● Data for this exercise
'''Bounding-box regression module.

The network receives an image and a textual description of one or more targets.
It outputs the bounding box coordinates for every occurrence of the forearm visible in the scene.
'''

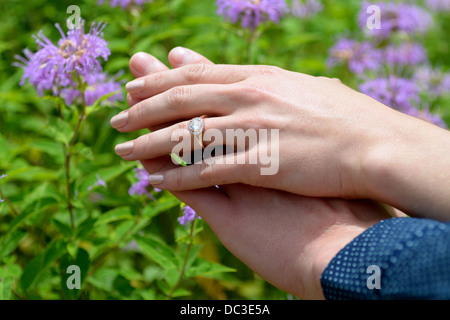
[362,106,450,221]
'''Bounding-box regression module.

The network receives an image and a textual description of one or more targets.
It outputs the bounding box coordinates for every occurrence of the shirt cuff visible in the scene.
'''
[321,218,450,300]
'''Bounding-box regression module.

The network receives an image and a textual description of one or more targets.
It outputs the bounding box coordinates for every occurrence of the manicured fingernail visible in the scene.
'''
[125,79,145,92]
[115,141,134,156]
[130,52,166,75]
[148,174,164,185]
[170,47,194,64]
[111,110,128,129]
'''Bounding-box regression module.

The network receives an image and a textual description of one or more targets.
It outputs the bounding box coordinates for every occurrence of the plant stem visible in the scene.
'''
[166,219,195,300]
[247,30,258,64]
[64,78,86,230]
[0,186,19,216]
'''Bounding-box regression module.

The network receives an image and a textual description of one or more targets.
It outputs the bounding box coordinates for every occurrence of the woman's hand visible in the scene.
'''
[112,51,450,220]
[113,49,389,299]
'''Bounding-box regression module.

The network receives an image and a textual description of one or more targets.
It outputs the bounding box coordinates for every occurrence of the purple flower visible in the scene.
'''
[14,23,121,105]
[88,174,106,191]
[426,0,450,11]
[291,0,323,18]
[178,206,201,226]
[359,75,420,111]
[359,2,433,39]
[404,108,447,129]
[60,73,122,106]
[383,43,427,66]
[327,38,380,73]
[0,174,8,203]
[128,168,161,200]
[216,0,288,30]
[98,0,153,10]
[413,66,450,98]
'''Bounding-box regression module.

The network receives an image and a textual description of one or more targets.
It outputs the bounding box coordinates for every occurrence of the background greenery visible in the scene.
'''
[0,0,450,299]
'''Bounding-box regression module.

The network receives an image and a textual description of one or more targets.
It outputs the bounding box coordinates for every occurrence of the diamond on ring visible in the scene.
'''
[188,117,205,136]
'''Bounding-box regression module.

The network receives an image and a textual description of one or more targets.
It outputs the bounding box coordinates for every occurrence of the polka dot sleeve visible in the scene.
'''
[321,218,450,300]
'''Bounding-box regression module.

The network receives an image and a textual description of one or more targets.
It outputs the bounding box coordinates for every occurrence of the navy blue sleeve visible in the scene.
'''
[321,218,450,300]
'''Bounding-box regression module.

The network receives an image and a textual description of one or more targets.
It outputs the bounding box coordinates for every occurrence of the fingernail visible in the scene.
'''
[130,52,166,75]
[115,141,134,156]
[125,79,145,92]
[171,47,194,64]
[111,110,128,129]
[148,174,164,185]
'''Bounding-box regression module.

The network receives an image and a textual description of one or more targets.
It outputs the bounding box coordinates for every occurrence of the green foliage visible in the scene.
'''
[0,0,450,299]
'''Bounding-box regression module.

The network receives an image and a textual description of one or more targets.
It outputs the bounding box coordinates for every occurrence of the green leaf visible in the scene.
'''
[0,231,26,262]
[185,259,236,279]
[79,162,136,197]
[50,218,72,238]
[142,195,181,218]
[95,207,134,225]
[7,198,58,234]
[88,267,119,292]
[135,236,177,270]
[60,248,90,300]
[73,142,94,161]
[20,240,66,291]
[4,167,58,181]
[0,277,14,300]
[31,139,64,164]
[44,117,73,145]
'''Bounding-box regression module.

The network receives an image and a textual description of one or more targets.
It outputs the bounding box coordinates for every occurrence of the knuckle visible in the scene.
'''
[255,65,280,76]
[185,64,209,83]
[174,166,184,186]
[167,86,191,110]
[133,103,145,119]
[198,162,217,185]
[239,82,270,103]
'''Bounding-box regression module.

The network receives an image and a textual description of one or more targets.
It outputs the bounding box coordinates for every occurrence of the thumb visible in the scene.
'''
[169,47,213,68]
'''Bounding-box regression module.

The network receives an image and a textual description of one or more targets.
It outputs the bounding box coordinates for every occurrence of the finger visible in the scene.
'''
[111,84,235,132]
[169,47,213,68]
[140,155,177,173]
[126,64,248,99]
[115,117,230,161]
[127,93,142,107]
[143,154,260,192]
[129,52,169,78]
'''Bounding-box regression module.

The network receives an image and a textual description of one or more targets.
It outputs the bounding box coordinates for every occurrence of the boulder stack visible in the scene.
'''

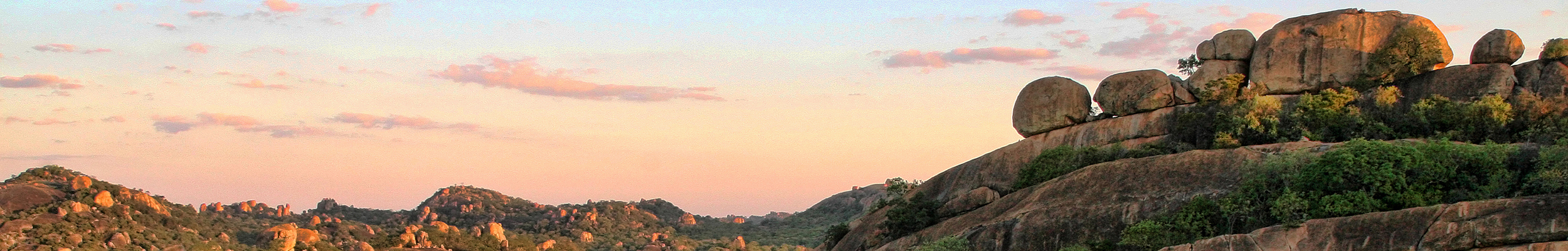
[1471,28,1524,65]
[1013,74,1091,138]
[1098,69,1197,116]
[1248,9,1454,94]
[1513,60,1568,97]
[1184,30,1258,94]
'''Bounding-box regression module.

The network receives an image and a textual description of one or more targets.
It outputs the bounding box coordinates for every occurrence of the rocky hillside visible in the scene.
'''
[820,9,1568,251]
[0,166,881,251]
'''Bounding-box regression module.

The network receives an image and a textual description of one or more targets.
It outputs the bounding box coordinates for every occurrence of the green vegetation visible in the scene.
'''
[1542,38,1568,60]
[1176,55,1203,75]
[1350,25,1444,90]
[1118,140,1568,250]
[914,235,971,251]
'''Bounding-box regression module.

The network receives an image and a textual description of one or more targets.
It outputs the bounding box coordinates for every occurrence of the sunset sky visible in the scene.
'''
[0,0,1568,215]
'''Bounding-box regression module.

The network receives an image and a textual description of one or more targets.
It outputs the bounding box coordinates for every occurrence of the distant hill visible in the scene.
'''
[0,166,878,251]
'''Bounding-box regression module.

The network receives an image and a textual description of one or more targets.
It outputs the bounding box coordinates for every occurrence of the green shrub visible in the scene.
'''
[881,193,944,240]
[914,235,972,251]
[1289,88,1364,141]
[1542,38,1568,60]
[1118,196,1225,250]
[1350,25,1444,90]
[1527,140,1568,193]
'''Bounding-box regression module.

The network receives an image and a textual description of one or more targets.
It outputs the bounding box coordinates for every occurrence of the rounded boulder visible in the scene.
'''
[1094,69,1197,116]
[1013,75,1085,138]
[1471,28,1524,65]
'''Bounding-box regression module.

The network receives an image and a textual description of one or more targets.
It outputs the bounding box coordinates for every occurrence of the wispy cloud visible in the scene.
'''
[0,74,83,90]
[262,0,300,13]
[185,43,212,53]
[883,47,1059,71]
[231,78,290,90]
[430,56,724,102]
[1002,9,1068,27]
[152,113,351,138]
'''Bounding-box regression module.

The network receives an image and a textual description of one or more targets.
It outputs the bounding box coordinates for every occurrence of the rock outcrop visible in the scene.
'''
[936,187,1002,215]
[262,223,300,251]
[1394,65,1515,104]
[1248,9,1454,94]
[1162,195,1568,251]
[0,184,66,213]
[1540,38,1568,60]
[71,176,93,191]
[1471,28,1524,65]
[911,107,1179,201]
[1098,69,1198,116]
[833,143,1327,251]
[93,191,115,207]
[1013,77,1090,138]
[1513,60,1568,97]
[485,223,507,242]
[1203,28,1258,60]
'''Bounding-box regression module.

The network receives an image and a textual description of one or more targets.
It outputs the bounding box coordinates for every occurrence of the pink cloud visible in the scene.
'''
[883,47,1059,71]
[1051,30,1088,49]
[969,36,991,44]
[1037,66,1116,80]
[240,46,289,56]
[152,113,342,138]
[33,44,77,52]
[232,80,289,90]
[0,74,82,90]
[1110,3,1160,25]
[430,56,712,100]
[1204,5,1236,18]
[1200,13,1285,35]
[1002,9,1068,27]
[364,3,386,18]
[185,43,212,53]
[326,113,480,131]
[1094,27,1194,60]
[262,0,300,13]
[33,118,77,125]
[185,11,223,19]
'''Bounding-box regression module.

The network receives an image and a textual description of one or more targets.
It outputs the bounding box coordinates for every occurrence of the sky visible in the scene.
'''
[0,0,1568,215]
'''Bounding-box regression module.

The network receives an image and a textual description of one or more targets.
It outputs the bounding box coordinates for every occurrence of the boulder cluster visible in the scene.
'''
[1010,9,1568,142]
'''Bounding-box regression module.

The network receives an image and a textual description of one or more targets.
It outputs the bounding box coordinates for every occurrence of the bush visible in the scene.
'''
[881,193,944,240]
[1526,140,1568,193]
[1289,88,1364,141]
[1542,38,1568,60]
[914,235,971,251]
[1350,27,1444,90]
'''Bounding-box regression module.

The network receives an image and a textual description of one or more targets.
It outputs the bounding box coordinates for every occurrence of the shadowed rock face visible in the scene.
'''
[833,143,1327,251]
[1248,9,1454,94]
[1162,195,1568,251]
[1471,28,1524,65]
[1394,65,1515,104]
[1013,77,1090,138]
[0,184,66,213]
[1513,60,1568,97]
[1094,69,1197,116]
[1214,30,1258,60]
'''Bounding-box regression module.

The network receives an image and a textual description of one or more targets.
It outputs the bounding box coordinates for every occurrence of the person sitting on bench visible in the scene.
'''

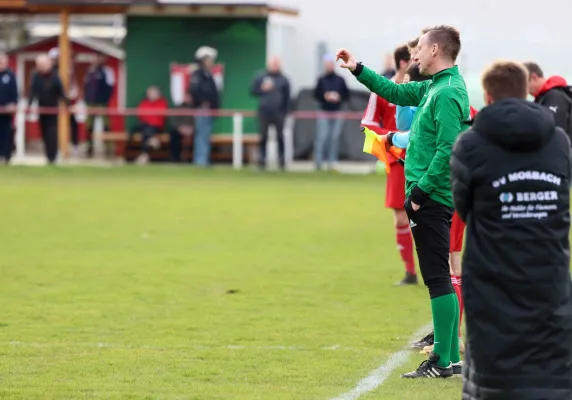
[129,86,169,164]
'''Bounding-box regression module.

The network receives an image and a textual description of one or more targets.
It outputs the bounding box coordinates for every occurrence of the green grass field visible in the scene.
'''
[0,167,461,400]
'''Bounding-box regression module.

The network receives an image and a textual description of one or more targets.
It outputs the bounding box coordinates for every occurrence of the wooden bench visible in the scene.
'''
[101,132,259,163]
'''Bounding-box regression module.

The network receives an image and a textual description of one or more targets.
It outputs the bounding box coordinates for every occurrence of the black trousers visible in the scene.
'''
[70,114,79,146]
[129,122,161,153]
[40,115,58,164]
[258,111,286,169]
[0,115,14,161]
[405,198,454,299]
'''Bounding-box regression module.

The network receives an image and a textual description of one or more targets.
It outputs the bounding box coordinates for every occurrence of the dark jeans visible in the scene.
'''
[258,111,286,169]
[70,114,79,146]
[86,103,109,157]
[0,115,14,161]
[129,122,162,153]
[40,114,58,164]
[405,198,454,299]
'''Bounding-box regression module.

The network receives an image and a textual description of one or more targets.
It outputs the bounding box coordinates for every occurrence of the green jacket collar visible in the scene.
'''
[431,65,459,82]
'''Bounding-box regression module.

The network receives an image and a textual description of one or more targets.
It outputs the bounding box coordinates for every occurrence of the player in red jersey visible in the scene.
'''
[361,46,417,285]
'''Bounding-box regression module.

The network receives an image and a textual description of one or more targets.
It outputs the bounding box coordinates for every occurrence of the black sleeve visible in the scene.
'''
[314,78,324,103]
[282,78,291,113]
[340,78,350,101]
[250,75,263,96]
[451,130,475,222]
[55,76,70,105]
[540,89,570,132]
[8,72,18,104]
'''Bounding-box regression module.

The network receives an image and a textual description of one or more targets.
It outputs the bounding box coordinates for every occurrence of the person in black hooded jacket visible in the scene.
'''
[451,62,572,400]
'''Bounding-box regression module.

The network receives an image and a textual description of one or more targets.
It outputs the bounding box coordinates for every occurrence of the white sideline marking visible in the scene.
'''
[332,324,432,400]
[5,340,344,351]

● Directions for this task
Identify each line in the rows above that contains the string "black", and copy every such line. Case counts, so only matches with identical capitalization qualify.

● Task result
It outputs the bounding box coordinates for every occurrence of the black trousers visible in the scene.
It outputs the bounding box coordinates for every occurrence of the black sleeve visible in the scene.
It outputs the bounding box coordinates for every occurrence of the person in black hooded jacket visible in the scene.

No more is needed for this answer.